Task details: Rewrite everything from the line containing "(format x=79, y=206)" down to the end of the data, substituting "most central point" for "innermost point" and keeping all else the same.

======

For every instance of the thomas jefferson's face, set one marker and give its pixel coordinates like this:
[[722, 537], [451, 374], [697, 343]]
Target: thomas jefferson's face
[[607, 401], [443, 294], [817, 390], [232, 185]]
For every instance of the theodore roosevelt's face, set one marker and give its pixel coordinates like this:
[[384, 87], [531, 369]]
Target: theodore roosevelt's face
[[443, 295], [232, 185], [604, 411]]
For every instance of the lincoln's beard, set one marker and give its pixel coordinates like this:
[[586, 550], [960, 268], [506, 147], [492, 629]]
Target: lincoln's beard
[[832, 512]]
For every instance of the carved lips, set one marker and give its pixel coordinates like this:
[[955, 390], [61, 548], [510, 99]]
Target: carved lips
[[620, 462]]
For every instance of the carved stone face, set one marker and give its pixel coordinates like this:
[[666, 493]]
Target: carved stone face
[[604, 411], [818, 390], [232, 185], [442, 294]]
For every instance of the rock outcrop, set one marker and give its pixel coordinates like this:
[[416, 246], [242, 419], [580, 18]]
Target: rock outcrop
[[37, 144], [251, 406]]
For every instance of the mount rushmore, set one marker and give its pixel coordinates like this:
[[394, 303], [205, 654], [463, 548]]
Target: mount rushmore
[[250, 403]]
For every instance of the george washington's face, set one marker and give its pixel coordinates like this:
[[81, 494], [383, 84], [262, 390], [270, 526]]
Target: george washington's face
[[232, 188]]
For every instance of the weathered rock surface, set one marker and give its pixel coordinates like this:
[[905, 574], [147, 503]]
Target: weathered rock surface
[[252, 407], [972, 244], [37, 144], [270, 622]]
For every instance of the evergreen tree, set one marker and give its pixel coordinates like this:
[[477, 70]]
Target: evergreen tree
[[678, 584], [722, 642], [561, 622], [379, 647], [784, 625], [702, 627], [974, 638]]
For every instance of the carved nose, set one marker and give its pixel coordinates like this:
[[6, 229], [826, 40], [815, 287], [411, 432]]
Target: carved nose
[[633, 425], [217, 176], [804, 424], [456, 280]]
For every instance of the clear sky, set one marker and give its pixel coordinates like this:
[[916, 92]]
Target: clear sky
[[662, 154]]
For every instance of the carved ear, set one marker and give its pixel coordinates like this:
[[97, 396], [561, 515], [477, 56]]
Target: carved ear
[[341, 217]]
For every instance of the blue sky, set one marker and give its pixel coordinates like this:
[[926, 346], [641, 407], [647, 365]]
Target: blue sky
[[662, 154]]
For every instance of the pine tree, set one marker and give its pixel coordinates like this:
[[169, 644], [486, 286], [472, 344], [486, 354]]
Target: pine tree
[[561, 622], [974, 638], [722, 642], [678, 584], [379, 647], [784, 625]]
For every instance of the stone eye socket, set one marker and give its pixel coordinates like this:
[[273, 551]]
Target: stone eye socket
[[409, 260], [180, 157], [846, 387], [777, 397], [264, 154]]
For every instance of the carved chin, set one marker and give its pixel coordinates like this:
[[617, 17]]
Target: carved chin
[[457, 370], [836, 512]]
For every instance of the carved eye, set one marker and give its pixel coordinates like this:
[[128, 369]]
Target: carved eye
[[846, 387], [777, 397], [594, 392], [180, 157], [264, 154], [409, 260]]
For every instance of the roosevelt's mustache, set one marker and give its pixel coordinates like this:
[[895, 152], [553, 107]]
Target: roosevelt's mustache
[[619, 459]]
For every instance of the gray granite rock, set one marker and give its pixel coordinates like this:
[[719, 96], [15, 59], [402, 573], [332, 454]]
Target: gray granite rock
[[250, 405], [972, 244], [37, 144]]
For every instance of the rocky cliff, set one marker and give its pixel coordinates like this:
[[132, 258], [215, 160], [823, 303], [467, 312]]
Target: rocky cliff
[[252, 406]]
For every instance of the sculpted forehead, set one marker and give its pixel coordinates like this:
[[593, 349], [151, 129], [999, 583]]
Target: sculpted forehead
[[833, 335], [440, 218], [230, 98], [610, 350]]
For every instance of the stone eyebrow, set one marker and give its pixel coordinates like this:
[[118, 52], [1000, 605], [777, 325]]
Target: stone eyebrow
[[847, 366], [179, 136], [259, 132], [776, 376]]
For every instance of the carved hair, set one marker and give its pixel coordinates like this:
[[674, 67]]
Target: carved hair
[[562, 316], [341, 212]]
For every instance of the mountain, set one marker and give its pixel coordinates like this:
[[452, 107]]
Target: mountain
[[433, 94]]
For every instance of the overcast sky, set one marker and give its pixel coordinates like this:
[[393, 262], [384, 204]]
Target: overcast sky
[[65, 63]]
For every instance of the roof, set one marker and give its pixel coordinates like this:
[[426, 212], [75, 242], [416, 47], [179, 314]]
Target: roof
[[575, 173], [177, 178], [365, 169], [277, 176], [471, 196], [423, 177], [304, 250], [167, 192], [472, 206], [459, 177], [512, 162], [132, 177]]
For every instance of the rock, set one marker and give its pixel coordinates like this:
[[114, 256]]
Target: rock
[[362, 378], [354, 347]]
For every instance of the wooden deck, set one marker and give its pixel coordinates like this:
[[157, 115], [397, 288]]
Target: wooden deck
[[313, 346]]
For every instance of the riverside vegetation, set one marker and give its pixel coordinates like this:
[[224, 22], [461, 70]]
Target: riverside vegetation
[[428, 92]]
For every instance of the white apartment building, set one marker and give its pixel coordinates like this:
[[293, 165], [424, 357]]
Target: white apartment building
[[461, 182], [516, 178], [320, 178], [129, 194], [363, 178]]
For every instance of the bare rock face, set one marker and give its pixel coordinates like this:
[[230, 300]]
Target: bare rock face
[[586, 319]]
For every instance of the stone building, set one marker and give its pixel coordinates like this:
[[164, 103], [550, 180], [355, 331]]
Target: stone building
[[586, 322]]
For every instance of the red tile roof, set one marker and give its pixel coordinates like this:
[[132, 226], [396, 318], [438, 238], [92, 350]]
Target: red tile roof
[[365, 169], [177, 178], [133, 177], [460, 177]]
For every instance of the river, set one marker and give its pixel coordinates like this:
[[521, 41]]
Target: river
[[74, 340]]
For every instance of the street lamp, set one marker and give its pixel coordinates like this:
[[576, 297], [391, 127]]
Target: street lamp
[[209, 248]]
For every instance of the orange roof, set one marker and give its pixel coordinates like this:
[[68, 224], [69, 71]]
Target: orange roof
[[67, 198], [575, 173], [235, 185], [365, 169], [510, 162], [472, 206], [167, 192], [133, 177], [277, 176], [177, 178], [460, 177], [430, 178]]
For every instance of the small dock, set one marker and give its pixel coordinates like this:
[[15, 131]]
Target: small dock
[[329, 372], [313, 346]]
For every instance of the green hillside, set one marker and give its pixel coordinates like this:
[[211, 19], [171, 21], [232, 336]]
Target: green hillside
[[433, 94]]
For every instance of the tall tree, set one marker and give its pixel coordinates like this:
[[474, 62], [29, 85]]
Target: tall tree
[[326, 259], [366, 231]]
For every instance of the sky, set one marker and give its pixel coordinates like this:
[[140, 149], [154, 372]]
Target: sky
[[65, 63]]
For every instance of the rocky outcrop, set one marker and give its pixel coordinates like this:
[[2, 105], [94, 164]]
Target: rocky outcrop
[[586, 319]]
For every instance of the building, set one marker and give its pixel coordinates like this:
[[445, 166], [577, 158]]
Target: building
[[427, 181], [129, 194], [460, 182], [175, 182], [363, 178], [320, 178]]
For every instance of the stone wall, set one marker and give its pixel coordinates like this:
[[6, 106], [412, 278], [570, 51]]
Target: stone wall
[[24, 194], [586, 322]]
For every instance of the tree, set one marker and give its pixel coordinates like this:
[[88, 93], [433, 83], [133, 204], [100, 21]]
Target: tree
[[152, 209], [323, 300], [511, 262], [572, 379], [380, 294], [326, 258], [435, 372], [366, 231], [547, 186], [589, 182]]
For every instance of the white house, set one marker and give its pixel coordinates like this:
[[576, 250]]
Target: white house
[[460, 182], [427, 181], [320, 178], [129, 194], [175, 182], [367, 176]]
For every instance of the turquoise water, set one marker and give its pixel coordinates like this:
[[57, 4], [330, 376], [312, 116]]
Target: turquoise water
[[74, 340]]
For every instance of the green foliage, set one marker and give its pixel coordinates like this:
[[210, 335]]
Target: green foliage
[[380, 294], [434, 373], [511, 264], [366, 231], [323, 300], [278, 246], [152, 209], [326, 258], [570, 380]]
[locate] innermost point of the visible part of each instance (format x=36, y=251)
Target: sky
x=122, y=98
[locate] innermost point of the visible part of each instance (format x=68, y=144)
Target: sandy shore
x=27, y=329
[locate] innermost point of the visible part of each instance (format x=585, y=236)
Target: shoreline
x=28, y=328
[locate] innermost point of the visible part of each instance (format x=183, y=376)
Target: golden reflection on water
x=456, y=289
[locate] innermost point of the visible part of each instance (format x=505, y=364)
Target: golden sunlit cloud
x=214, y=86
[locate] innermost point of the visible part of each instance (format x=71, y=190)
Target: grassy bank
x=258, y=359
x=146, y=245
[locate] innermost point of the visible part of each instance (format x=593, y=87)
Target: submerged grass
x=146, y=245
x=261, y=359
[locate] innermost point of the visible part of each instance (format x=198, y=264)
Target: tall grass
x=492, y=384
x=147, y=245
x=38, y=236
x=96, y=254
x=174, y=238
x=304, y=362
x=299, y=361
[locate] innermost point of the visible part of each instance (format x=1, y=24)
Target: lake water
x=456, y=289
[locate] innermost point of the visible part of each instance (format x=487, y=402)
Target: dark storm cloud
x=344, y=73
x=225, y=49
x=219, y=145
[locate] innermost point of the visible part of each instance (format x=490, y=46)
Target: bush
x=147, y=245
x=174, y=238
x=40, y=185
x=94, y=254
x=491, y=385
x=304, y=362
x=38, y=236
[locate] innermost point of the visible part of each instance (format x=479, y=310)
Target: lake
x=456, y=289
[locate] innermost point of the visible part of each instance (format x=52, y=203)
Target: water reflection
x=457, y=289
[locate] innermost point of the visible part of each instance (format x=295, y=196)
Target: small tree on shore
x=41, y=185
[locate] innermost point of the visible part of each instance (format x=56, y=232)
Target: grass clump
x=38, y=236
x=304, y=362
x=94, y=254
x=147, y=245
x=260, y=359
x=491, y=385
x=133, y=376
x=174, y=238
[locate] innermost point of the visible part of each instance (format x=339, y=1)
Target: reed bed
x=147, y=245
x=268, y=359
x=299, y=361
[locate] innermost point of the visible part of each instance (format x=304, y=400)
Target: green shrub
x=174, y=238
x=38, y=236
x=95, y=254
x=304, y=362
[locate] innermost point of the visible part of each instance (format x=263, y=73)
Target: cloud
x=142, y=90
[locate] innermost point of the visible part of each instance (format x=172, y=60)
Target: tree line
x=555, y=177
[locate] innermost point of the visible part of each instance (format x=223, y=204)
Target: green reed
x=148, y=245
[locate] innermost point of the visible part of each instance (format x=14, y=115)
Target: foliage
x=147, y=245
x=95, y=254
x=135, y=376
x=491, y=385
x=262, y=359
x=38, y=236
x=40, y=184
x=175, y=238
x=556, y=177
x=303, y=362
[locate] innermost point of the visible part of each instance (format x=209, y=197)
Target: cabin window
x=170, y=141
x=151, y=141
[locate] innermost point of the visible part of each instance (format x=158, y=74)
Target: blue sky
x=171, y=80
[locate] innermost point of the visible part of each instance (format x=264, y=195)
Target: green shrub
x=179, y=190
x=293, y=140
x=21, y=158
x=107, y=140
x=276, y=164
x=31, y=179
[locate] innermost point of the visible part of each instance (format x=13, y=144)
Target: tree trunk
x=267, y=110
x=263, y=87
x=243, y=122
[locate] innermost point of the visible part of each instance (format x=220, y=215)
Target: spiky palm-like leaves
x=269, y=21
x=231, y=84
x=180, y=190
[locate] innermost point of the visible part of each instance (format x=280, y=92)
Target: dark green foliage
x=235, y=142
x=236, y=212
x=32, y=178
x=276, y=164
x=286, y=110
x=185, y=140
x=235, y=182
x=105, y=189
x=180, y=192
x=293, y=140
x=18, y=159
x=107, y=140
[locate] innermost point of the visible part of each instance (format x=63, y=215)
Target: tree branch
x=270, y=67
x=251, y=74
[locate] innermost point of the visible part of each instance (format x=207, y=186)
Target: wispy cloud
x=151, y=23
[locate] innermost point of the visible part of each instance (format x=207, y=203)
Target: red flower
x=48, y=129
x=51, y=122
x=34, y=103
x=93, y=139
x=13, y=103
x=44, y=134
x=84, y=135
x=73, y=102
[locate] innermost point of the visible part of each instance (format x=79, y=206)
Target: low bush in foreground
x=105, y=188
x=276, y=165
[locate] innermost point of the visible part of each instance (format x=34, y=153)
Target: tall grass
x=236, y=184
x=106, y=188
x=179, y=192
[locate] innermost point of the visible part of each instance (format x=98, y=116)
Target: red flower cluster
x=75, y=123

======

Exercise solution:
[locate] most central point of the visible part of each instance (format x=79, y=206)
Target: low bush in foreground
x=105, y=188
x=276, y=165
[locate] most central point of the visible part of each instance (format x=34, y=153)
Target: tall grass
x=236, y=184
x=106, y=188
x=179, y=192
[locate] most central point of the visible part of each instance (format x=98, y=116)
Target: red flower cluster
x=75, y=123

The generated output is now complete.